• **Exercise materials**:

◆ ◆ ◆

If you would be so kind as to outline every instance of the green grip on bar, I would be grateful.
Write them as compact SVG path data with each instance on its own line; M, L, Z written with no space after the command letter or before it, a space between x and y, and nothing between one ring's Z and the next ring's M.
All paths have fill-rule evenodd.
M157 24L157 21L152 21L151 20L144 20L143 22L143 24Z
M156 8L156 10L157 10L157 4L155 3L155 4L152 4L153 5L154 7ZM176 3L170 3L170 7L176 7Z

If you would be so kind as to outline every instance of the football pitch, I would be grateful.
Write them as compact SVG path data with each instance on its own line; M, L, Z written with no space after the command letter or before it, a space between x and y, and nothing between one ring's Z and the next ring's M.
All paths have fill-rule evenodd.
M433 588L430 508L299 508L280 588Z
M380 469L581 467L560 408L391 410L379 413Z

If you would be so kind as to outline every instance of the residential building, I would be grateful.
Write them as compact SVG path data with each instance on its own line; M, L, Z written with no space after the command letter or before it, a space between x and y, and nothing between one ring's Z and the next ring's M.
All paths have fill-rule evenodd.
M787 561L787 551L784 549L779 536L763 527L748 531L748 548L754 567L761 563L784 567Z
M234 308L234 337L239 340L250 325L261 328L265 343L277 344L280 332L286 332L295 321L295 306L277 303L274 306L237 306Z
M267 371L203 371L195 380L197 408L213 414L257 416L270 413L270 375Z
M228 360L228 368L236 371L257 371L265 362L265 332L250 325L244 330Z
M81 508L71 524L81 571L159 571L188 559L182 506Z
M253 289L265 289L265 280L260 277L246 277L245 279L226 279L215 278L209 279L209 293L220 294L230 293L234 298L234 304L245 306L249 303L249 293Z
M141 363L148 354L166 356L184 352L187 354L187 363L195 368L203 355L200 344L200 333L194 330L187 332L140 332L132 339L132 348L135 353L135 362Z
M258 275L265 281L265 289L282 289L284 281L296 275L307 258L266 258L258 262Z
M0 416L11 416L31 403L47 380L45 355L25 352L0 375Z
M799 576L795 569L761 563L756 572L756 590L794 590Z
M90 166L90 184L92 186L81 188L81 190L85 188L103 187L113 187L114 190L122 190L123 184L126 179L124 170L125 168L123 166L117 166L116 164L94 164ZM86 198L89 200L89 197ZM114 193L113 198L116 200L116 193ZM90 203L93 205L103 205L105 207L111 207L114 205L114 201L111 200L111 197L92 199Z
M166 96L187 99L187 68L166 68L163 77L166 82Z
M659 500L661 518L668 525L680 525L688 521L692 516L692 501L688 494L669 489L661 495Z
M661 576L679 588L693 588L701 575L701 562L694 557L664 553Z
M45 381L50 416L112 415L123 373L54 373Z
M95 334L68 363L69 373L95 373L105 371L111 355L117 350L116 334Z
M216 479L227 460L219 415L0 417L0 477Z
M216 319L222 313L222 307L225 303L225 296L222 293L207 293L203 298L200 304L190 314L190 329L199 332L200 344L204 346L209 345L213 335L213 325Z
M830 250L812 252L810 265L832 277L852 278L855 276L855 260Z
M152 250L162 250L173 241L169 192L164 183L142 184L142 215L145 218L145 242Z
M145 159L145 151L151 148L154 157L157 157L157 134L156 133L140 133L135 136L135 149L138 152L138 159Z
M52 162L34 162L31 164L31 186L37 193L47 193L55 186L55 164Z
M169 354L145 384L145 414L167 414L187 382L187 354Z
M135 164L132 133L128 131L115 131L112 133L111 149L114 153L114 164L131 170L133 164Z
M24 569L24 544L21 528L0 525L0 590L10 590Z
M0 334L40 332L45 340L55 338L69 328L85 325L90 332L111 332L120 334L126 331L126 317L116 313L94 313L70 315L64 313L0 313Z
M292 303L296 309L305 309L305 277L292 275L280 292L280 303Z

◆ ◆ ◆

• **Task**: Reproduce every one of the records above word for word, with each line unchanged.

• **Written answer**:
If you would be so kind as to outline every instance of the green grip on bar, I would be grateful.
Write them as compact SVG path data with each instance on its own line; M, L, Z written with no space after the command letter or before it, a space between x and y, and nothing between one ring's Z and the next ring's M.
All paths have fill-rule evenodd.
M157 24L157 21L152 21L151 20L144 20L143 22L143 24Z
M156 8L156 10L157 10L157 4L155 3L155 4L152 4L153 5L154 7ZM176 3L170 3L170 7L176 7Z

If you would be so kind as to outline every instance of the football pitch, I would be grateful.
Write them as compact SVG path data with each instance on its own line; M, L, Z written with no space after the command letter or before it, a space between x and y, and nothing between one ring's Z and the next ring's M.
All paths have fill-rule evenodd.
M433 588L430 508L299 508L280 588Z
M380 469L581 467L560 408L391 410L379 413Z

If you would be so kind as to outline every instance of the residential building, I would be grateful.
Write them as compact SVG path data with each instance on its own line; M, L, Z written with no space after the command letter or before it, a space between x and y, and nothing between one ring's Z and the next ring's M.
All paths have fill-rule evenodd.
M787 561L787 551L784 549L779 536L763 527L748 531L748 548L754 567L761 563L784 567Z
M234 308L234 337L239 340L250 325L261 328L265 343L277 344L280 332L286 332L295 321L295 306L277 303L274 306L237 306Z
M267 371L203 371L195 380L197 408L213 414L257 416L270 413L270 375Z
M228 360L228 368L236 371L257 371L265 362L265 332L250 325L244 330Z
M81 508L71 524L81 571L159 571L188 559L182 506Z
M253 289L265 289L265 280L260 277L246 277L245 279L226 279L215 278L209 279L209 293L220 294L230 293L234 298L234 304L245 306L249 303L249 293Z
M141 363L148 354L166 356L184 352L187 354L187 363L195 368L203 355L200 344L200 333L194 330L187 332L140 332L132 339L132 348L135 353L135 362Z
M258 275L265 281L265 289L282 289L284 281L296 275L307 258L266 258L258 262Z
M0 416L11 416L31 403L47 380L45 355L25 352L0 375Z
M799 576L795 569L761 563L756 572L756 590L794 590Z
M90 166L90 184L92 186L81 188L81 190L85 188L103 187L113 187L114 190L122 190L123 184L126 179L124 170L125 168L123 166L117 166L116 164L94 164ZM86 198L89 200L89 197ZM114 193L113 198L116 200L116 193ZM90 203L93 205L103 205L105 207L111 207L114 205L114 201L111 200L111 197L92 199Z
M166 96L187 99L187 68L166 68L163 77L166 82Z
M659 500L661 518L668 525L680 525L688 521L692 516L692 501L688 494L669 489L661 495Z
M661 576L679 588L693 588L701 575L701 562L694 557L664 553Z
M45 381L50 416L112 415L123 373L54 373Z
M95 334L68 363L69 373L95 373L105 371L111 355L117 350L116 334Z
M216 479L227 460L219 415L0 417L0 477Z
M216 319L222 313L222 307L225 303L225 296L222 293L207 293L203 298L200 304L190 314L190 329L199 332L200 344L204 346L209 345L213 335L213 325Z
M830 250L812 252L810 265L832 277L852 278L855 276L855 260Z
M152 250L162 250L173 241L169 192L164 183L142 184L142 215L145 218L145 242Z
M145 159L145 151L151 148L154 157L157 157L157 134L156 133L140 133L135 136L135 149L138 152L138 159Z
M52 162L34 162L31 164L31 186L37 193L47 193L55 186L55 164Z
M169 354L145 384L145 414L167 414L187 382L187 354Z
M135 164L132 133L128 131L115 131L112 133L111 149L114 153L114 164L131 170L133 164Z
M24 569L24 544L21 528L0 525L0 590L10 590Z
M0 334L40 332L45 340L55 338L69 328L85 325L90 332L111 332L120 334L126 331L126 317L116 313L94 313L70 315L64 313L0 313Z
M292 303L296 309L305 309L305 277L292 275L280 292L280 303Z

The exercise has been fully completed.